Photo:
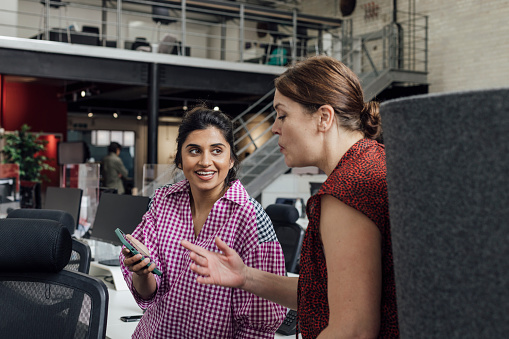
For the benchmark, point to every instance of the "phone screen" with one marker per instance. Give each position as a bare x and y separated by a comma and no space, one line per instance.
135,249
143,253
129,318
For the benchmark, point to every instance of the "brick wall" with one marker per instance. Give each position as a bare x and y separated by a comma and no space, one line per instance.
468,39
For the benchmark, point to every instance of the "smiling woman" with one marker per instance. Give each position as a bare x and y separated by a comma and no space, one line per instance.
209,203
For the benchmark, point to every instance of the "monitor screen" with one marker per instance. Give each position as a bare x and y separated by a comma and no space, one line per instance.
72,152
64,199
117,211
7,190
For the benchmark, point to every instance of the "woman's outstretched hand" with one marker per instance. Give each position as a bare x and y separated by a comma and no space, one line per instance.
224,269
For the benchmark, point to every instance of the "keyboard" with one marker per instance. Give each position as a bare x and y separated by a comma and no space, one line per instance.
110,262
289,325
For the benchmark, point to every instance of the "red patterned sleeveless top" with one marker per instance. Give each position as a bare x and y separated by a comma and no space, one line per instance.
359,180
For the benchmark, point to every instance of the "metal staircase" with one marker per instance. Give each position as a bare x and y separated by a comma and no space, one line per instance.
402,62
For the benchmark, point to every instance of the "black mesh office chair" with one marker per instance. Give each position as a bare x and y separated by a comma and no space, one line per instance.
80,255
40,298
289,233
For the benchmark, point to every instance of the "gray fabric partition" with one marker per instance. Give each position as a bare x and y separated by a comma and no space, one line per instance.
447,177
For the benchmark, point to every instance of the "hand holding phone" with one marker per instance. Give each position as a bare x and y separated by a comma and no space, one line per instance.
134,249
130,318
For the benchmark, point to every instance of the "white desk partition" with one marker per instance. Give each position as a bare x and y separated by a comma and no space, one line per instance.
100,270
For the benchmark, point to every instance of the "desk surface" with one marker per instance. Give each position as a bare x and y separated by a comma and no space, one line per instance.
122,303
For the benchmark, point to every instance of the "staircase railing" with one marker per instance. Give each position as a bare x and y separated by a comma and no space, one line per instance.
404,47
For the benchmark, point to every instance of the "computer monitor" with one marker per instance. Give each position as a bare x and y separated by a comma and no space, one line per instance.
64,199
7,190
117,211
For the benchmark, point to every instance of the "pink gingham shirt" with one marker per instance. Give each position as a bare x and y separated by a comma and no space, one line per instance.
183,308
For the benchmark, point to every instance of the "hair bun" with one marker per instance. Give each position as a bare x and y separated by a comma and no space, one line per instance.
370,118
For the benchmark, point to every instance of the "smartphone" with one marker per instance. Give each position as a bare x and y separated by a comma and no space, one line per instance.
134,250
130,318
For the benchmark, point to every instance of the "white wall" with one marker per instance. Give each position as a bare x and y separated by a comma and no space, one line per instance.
8,19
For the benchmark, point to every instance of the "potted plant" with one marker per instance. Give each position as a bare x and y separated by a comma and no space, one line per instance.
25,149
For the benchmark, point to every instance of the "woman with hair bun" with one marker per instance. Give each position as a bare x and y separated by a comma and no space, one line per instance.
346,285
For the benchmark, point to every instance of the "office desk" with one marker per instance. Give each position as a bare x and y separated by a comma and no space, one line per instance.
122,303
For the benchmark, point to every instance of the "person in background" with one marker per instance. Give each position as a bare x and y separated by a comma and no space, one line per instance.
210,202
113,168
345,287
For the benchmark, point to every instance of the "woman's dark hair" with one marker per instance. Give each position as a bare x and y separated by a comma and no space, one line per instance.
322,80
200,118
113,147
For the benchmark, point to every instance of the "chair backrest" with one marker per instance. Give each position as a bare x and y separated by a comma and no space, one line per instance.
81,254
447,181
65,199
42,299
289,233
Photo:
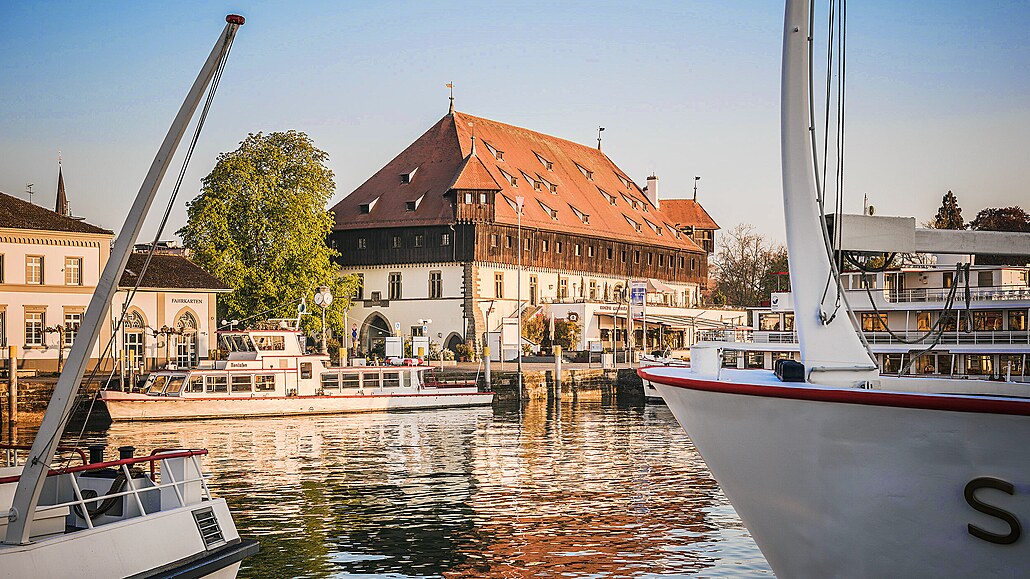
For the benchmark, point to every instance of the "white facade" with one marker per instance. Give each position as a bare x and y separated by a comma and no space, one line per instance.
47,280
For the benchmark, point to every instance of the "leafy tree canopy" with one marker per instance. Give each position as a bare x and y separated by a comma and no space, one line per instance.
950,214
745,268
1001,218
260,225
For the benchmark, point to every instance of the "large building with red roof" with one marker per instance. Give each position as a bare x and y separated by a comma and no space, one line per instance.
435,235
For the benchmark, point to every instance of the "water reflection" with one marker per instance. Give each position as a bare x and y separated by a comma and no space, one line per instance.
582,489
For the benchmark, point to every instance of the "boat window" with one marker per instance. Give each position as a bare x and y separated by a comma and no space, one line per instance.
175,385
217,383
265,382
351,379
275,343
157,385
768,322
237,342
242,383
331,381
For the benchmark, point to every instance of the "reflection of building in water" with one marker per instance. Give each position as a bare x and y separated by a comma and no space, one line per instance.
585,488
579,492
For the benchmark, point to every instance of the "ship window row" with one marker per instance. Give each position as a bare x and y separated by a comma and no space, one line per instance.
352,380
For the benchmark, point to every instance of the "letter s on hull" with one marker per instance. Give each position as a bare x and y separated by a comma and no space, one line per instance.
1014,524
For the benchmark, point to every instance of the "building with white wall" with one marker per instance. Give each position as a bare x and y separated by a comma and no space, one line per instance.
477,216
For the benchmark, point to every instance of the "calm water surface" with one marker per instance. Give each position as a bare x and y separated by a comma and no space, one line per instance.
572,489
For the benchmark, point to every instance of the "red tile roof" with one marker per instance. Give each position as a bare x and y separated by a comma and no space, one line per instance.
588,194
687,212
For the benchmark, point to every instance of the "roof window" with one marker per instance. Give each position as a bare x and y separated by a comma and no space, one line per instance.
586,172
367,208
406,177
585,217
552,212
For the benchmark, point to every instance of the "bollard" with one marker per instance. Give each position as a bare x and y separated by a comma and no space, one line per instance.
486,361
557,372
12,384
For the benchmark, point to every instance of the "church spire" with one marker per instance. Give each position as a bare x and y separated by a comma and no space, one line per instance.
62,206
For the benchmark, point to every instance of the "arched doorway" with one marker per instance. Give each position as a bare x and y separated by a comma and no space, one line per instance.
185,343
374,333
452,341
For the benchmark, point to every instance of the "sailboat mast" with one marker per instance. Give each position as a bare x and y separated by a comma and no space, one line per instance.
830,348
38,462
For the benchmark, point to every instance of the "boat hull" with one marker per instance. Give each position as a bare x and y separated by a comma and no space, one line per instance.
862,483
140,407
114,550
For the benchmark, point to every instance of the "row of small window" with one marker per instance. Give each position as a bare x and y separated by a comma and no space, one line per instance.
344,380
36,329
162,384
417,240
980,320
545,246
975,364
397,285
35,271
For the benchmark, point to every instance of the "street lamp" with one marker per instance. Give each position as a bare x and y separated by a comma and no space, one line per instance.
323,299
518,296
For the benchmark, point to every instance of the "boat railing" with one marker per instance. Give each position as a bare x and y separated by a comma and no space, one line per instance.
181,478
918,295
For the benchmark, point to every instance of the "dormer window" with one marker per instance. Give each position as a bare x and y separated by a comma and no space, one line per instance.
552,212
407,177
583,216
586,172
366,208
510,178
498,154
513,205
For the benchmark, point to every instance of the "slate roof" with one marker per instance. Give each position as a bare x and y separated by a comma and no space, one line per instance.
575,181
169,272
15,213
687,212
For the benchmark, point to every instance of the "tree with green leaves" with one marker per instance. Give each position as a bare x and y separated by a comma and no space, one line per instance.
260,225
950,214
745,268
1001,218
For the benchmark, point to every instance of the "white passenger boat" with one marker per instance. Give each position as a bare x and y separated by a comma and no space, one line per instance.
268,373
136,516
846,472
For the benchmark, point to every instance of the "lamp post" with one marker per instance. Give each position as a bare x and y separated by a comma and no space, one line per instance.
518,296
323,299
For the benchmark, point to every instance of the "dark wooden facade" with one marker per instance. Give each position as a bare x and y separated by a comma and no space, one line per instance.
485,242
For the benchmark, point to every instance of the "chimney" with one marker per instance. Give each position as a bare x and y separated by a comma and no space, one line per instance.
651,191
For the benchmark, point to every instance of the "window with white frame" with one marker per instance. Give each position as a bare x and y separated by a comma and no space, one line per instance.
73,271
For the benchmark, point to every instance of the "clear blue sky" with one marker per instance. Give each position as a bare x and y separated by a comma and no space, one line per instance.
938,92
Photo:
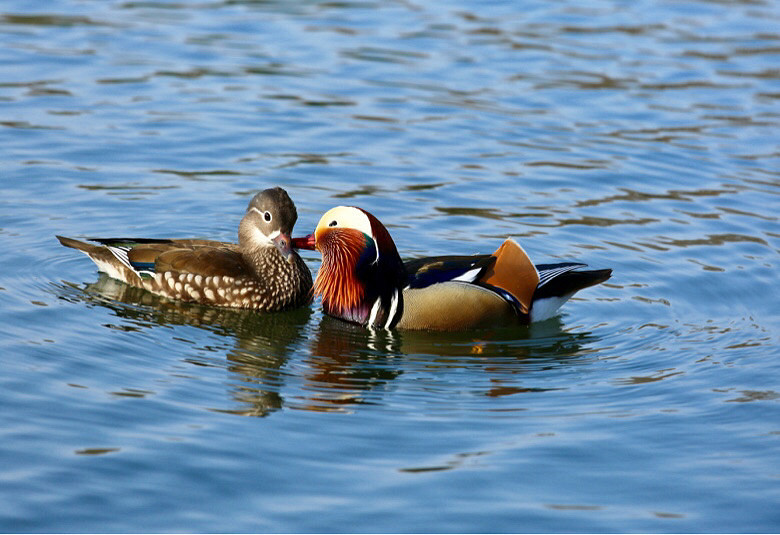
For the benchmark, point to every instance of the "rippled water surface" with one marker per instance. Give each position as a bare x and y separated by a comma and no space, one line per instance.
641,136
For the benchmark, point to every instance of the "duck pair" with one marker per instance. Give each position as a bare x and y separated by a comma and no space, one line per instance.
362,278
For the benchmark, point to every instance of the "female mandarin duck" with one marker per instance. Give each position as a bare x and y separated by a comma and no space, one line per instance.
363,280
261,272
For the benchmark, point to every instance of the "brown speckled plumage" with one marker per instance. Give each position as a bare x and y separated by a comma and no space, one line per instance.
261,272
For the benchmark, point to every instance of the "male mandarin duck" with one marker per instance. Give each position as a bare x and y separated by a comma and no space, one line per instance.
363,280
261,272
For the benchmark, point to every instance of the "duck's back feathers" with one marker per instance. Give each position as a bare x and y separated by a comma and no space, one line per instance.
424,272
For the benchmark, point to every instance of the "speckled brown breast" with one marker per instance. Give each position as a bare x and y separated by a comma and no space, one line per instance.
211,273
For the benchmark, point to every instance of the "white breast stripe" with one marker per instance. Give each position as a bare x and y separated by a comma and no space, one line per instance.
393,309
374,312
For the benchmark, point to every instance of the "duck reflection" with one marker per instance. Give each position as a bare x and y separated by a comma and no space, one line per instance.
259,344
348,365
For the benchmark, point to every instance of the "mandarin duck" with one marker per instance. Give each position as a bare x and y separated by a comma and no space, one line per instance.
363,280
261,272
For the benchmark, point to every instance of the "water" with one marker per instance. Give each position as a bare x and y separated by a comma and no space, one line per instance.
640,136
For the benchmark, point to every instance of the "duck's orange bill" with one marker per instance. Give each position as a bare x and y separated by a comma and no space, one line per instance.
307,242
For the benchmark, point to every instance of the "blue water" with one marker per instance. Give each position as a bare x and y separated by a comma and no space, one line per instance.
639,136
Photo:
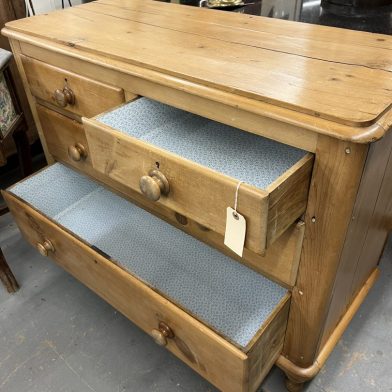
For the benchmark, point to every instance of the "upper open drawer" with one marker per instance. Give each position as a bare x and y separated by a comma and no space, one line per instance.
193,165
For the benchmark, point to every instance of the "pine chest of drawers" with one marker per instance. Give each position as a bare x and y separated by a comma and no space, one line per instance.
149,130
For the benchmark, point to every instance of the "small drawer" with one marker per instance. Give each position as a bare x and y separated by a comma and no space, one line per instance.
218,316
66,141
77,94
193,165
65,138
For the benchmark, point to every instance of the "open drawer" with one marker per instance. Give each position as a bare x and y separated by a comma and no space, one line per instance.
192,165
221,318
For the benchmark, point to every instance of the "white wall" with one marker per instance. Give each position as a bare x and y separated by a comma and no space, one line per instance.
42,6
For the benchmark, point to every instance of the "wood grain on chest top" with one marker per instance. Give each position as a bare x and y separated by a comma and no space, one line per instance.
340,75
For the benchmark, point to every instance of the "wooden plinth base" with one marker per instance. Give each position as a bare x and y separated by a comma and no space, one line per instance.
6,275
297,376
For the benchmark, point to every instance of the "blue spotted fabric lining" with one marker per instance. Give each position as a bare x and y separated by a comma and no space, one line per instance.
227,296
241,155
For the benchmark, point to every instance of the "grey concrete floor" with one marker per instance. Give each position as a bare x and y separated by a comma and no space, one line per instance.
58,336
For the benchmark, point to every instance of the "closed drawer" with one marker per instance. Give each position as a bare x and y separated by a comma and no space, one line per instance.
201,163
77,94
65,138
221,318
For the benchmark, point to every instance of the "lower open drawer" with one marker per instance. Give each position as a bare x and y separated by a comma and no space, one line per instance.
224,320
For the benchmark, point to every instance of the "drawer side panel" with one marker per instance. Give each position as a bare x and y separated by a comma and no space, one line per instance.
195,344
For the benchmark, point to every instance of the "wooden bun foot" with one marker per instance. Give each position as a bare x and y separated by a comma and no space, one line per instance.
293,385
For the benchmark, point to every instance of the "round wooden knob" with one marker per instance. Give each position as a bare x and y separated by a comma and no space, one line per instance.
161,334
154,185
64,97
45,247
77,152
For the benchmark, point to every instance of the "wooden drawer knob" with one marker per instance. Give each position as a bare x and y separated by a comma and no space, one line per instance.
45,247
161,334
77,152
64,97
154,185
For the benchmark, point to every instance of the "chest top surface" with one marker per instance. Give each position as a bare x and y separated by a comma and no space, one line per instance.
334,74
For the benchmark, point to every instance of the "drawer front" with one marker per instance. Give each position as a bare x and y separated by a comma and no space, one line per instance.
77,94
65,138
199,193
224,365
279,262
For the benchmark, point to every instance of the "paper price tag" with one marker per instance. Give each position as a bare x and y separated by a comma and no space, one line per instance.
235,231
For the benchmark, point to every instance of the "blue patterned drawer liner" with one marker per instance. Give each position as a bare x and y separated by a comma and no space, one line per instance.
241,155
226,295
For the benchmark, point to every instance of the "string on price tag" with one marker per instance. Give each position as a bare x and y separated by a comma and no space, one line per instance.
235,227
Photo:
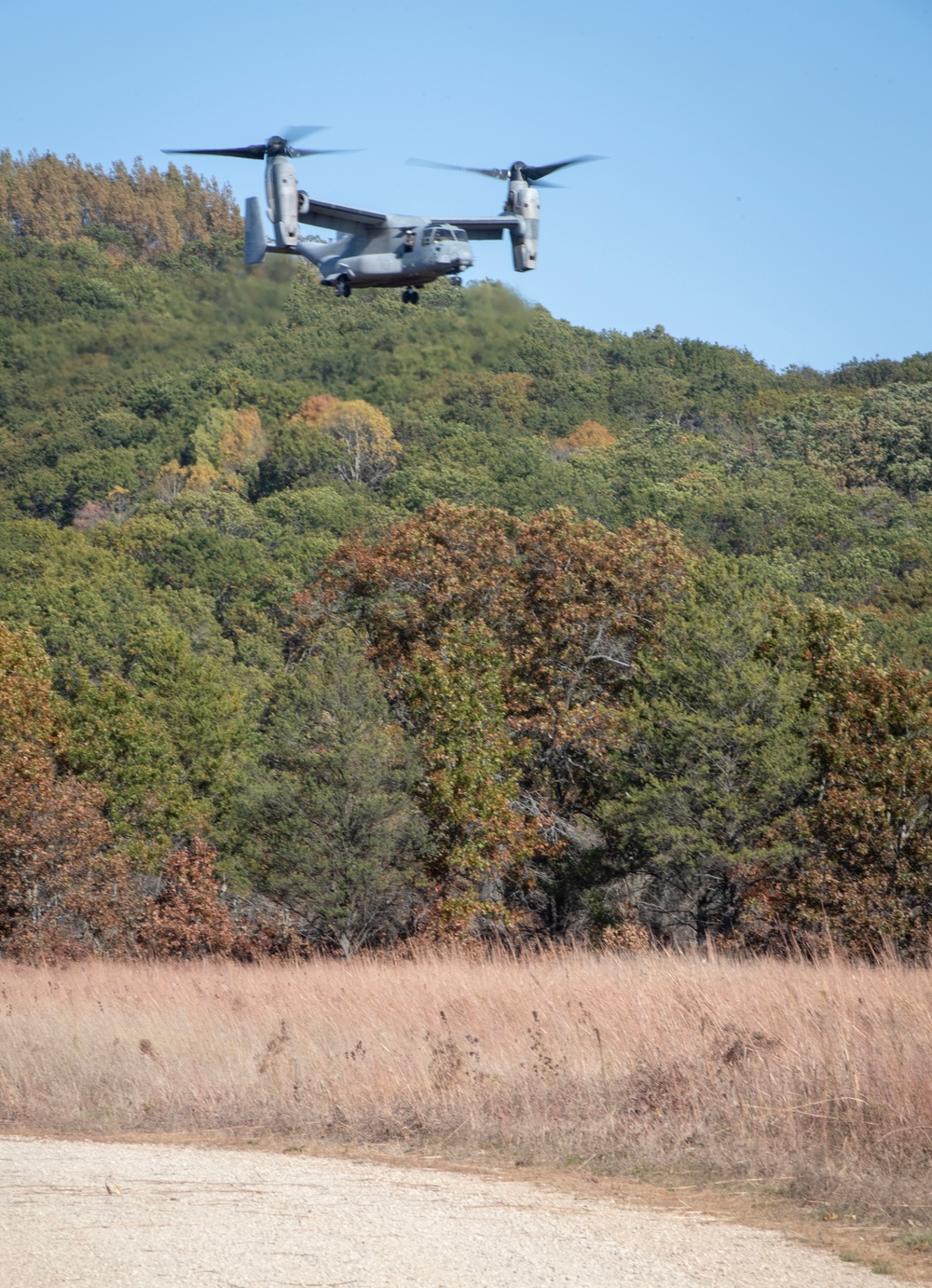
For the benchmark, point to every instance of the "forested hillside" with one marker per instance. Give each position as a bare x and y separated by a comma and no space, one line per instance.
439,620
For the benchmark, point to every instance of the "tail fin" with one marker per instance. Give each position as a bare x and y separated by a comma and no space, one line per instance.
254,250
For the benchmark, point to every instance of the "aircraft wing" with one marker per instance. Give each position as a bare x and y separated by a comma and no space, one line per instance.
341,219
486,229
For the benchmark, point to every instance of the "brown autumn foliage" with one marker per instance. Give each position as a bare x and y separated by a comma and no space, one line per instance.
64,889
186,917
588,437
57,201
865,873
533,627
314,408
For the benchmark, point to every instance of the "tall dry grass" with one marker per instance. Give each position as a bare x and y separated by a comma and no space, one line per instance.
816,1076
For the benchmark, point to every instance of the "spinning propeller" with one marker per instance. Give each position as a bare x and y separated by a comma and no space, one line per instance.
277,145
517,169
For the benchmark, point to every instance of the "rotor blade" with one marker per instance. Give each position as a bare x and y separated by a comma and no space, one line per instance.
293,133
320,152
256,152
537,171
468,169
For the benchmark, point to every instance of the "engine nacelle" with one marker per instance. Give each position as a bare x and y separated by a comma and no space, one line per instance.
281,191
524,201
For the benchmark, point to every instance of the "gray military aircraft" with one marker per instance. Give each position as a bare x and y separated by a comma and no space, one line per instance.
380,249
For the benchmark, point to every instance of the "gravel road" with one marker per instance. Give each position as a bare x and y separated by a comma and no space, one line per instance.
185,1216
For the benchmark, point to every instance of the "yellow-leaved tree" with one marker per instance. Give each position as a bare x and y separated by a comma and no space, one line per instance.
370,448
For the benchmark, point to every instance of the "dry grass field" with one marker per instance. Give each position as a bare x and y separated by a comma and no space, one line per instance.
814,1078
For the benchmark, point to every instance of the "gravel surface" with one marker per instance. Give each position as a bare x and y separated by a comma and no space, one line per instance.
182,1214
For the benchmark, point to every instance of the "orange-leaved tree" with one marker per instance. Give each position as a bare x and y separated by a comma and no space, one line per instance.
556,608
64,889
588,437
186,917
861,870
867,873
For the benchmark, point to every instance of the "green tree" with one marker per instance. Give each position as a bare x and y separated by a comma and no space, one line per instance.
716,758
330,823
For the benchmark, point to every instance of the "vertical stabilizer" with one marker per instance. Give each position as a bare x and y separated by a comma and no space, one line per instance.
254,252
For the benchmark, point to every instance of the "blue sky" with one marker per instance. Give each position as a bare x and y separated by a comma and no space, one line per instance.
769,174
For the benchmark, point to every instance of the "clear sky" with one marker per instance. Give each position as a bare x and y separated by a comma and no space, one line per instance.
769,174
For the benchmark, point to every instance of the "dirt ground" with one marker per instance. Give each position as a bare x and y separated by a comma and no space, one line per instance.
110,1213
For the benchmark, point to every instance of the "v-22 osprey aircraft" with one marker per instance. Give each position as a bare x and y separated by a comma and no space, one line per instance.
377,249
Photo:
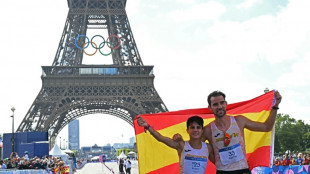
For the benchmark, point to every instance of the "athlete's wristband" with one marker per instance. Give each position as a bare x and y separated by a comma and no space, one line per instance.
275,107
147,127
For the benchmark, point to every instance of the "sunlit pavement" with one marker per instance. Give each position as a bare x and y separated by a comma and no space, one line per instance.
99,168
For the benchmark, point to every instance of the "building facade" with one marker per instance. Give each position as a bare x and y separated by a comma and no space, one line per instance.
74,135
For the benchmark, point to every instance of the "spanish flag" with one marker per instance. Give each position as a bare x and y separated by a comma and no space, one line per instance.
156,158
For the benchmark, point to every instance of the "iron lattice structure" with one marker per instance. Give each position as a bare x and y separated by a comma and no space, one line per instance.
70,89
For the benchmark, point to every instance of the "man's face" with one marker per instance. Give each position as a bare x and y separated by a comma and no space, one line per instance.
218,106
194,130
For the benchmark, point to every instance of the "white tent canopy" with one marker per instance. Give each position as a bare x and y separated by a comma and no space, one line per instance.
122,155
57,152
68,151
131,152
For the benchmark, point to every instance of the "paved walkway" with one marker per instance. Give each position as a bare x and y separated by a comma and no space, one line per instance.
108,168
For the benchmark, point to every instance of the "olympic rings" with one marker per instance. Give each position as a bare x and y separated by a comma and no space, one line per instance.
101,45
85,47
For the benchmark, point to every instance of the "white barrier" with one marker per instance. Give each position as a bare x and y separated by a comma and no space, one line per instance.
25,172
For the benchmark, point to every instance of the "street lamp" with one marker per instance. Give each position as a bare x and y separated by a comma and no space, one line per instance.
12,140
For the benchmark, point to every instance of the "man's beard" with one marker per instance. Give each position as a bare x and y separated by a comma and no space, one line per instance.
220,115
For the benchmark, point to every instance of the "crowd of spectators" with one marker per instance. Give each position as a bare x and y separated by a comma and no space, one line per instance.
292,159
48,163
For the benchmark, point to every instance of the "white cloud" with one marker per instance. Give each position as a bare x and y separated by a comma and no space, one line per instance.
207,11
188,2
248,4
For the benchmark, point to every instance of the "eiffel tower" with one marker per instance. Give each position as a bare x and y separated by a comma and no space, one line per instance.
71,89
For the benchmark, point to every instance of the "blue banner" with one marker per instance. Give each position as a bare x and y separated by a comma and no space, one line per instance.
303,169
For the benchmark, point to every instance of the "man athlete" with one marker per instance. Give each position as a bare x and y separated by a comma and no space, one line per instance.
226,134
193,154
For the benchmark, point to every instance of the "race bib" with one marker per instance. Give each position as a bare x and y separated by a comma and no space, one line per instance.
231,154
195,165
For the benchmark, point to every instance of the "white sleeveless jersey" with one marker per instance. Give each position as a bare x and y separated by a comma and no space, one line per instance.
233,156
194,161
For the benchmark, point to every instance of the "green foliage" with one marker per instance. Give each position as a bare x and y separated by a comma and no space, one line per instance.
119,151
291,134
----------
● YOUR OBJECTIVE
Please list every line of the records above that contains the word "hull".

● FULL OUTPUT
For the benchmark, point to every instance of the "letter s on hull" with one marker per instance. Give each position as a bare x and y separated by a comma and no space, one line per instance.
For the benchmark, point to every instance of the "boat hull" with one marker per instance. Give each position as a bare x and y separated by a comma and no space, one line per instance.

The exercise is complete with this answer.